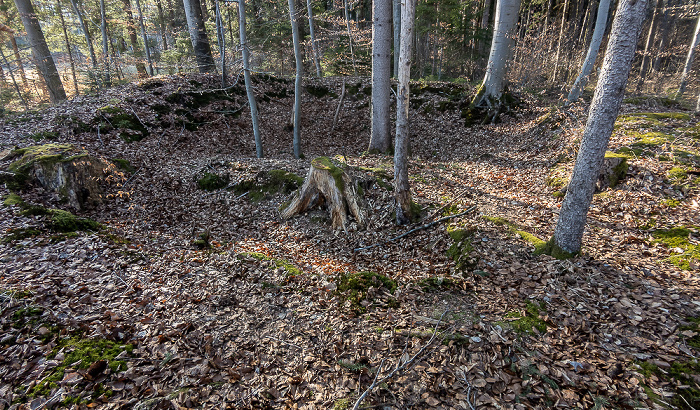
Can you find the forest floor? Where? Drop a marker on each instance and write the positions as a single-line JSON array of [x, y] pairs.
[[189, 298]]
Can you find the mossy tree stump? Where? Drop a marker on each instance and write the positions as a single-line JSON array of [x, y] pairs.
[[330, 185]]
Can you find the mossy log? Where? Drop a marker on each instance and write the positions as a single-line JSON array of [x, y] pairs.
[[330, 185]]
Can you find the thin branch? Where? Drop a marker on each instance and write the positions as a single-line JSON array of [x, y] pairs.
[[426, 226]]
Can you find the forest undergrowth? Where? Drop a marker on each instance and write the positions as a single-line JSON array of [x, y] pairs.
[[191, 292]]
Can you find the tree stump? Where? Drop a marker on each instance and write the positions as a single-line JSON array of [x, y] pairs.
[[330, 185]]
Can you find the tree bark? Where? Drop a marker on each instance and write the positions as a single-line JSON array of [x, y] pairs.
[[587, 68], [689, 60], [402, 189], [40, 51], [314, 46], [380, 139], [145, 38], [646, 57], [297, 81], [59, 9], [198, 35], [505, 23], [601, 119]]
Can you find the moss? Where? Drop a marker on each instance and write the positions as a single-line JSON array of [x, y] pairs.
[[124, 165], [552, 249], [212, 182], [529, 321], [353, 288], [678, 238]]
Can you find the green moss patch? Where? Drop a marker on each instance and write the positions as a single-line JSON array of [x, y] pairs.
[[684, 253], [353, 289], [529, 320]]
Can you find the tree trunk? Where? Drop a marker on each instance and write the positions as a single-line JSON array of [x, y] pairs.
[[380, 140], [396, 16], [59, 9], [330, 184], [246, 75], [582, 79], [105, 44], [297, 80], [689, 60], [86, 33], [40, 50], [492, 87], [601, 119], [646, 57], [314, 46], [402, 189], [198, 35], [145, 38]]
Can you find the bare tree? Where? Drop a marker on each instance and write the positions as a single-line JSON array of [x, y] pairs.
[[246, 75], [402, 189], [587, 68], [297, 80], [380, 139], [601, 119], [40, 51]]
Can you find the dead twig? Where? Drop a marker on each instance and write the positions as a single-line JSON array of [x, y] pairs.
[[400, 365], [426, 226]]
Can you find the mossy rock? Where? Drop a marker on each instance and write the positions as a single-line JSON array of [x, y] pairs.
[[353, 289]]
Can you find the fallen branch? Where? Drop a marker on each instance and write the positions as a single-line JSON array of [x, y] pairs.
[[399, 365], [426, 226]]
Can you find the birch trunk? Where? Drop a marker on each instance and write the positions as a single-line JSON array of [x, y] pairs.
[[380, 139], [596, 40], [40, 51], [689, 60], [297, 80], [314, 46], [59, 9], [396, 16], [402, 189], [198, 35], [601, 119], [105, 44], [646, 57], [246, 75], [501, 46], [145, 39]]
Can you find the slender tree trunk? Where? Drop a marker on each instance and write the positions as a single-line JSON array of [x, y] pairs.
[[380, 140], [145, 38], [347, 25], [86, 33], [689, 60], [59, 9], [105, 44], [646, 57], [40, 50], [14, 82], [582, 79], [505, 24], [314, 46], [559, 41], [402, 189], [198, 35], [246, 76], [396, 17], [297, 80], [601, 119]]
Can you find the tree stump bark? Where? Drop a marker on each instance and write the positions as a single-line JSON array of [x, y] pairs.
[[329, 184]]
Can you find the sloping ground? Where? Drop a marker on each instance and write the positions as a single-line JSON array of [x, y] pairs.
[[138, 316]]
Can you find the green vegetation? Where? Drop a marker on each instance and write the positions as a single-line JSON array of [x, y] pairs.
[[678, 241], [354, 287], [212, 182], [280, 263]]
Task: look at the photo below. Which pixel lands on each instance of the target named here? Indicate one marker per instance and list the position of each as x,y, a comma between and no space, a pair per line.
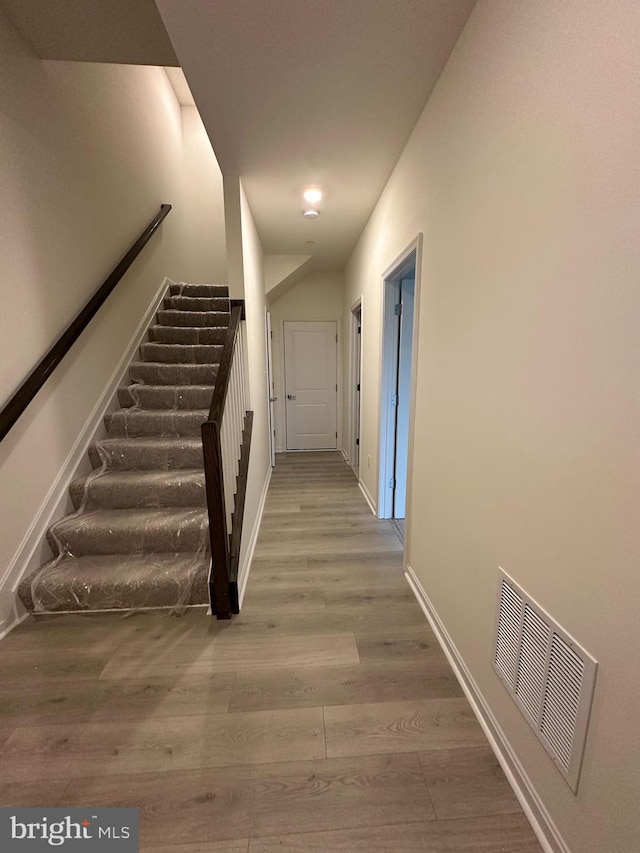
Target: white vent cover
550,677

- - - - -

CONSIGNE ÉCRITE:
Recopie mot pour mot l'intégralité de la liste ci-dessus, sans y inclure les images.

SOLUTION ÉCRITE:
Can you find the forest floor? Where? Drop a marker on each instance and write the positions as a single-line JSON array of [x, y] pairs.
[[189, 298]]
Can you find the mossy tree stump? Where? Drop a marker on each instance and write the positions as a single-line JSON array of [x, y] pairs.
[[330, 185]]
Can you find the mossy log? Where? Drop a marker on each instance and write the positions as a single-line JSON array of [x, y] pairs.
[[330, 185]]
Can you find the thin branch? Where? Drop a marker on each instance and write the positions as a single-line JSON array of [x, y] pairs.
[[426, 226]]
Can you find the forest undergrowth? Where? Drop a marker on each instance and write the positions as a single-line JSON array of [x, y] pairs.
[[191, 292]]
Can you find the tree stump? Where? Drop a marker on each instance and write the positions as a single-line JSON array of [x, y] pairs.
[[330, 185]]
Can you find the tree bark? Where? Drop a marker on each instance and write the positions as a single-line JSON array of [x, y] pairs.
[[587, 68], [689, 60], [402, 189], [40, 51], [314, 46], [380, 139], [145, 38], [646, 57], [297, 81], [59, 9], [198, 35], [505, 23], [601, 119]]
Can you find the moss? Where? Drop a marker on each instance and write the positions as a single-line JSON array of [x, y] pairs.
[[124, 165], [552, 249], [212, 182], [529, 321], [353, 288], [678, 238]]
Can you find the green moss patch? Where? Drop a marker on each instance and write the positions as a single-line JSON array of [x, y] pairs.
[[684, 253], [353, 289], [529, 320]]
Can you find the tree trunk? Where? Drop a marker on each instance and write the positions as a single-line JSON array of [x, y] pairs.
[[380, 140], [396, 16], [59, 9], [330, 184], [246, 75], [582, 79], [105, 44], [297, 80], [689, 60], [86, 33], [40, 50], [492, 87], [601, 119], [646, 57], [314, 46], [402, 189], [198, 35], [145, 38]]
Can you find the bare tree? Where? Drop a marker on each instance and write the positions as a single-line JSON array of [x, y] pairs.
[[246, 75], [402, 189], [587, 68], [297, 80], [380, 139], [601, 119], [40, 51]]
Can you find the dead twig? Where? Drop a marker on each instance and write the positions as a single-line JSON array of [x, y] pairs.
[[400, 365], [426, 226]]
Can you find the mossy rock? Where? Drop a marker on each instance and write the positions as a single-line JSON array of [x, y] pairs.
[[353, 289]]
Can you find the fallen branch? Where? Drop a marker on each instance and write the positions as a single-line JSON array of [x, y] pairs.
[[399, 365], [426, 226]]
Can you find the birch trunk? Where? Drop a marker on each instance and write the positions as a single-line JSON array of [x, y] pairs.
[[380, 139], [596, 40], [40, 51], [689, 60], [297, 80], [314, 46], [59, 9], [396, 16], [402, 189], [198, 35], [601, 119], [105, 44], [646, 57], [246, 75], [501, 46], [145, 39]]
Can you find the slender tree trunk? Where? Drop a marker on each instance and write the positions as a single-line JSON array of [x, y] pairs.
[[380, 140], [145, 38], [347, 25], [86, 33], [689, 60], [59, 9], [105, 44], [646, 57], [40, 50], [14, 82], [582, 79], [505, 24], [314, 46], [559, 41], [402, 189], [198, 35], [246, 76], [396, 17], [297, 80], [601, 119]]
Can you find the tree stump bark? Where? Drop a marker on each instance and write the positions as a single-line JSON array of [x, y] pairs.
[[329, 184]]
Can you find the sloping ground? Where? Drop a marker on each instance and write the positions as a single-line JSON array of [x, y] pairs.
[[138, 316]]
Can you find the green vegetation? Where? Drop a marker on each instance and write the positions as a single-line JSON array of [x, y] pairs.
[[678, 241], [354, 287], [212, 182], [280, 263]]
Task: look at the photo below. Which pixel lands on each instance of the target named here? Indicate one marker per instance and list the position of each as x,y, a comma between and no space, a pair per line.
Target: white vent cover
550,677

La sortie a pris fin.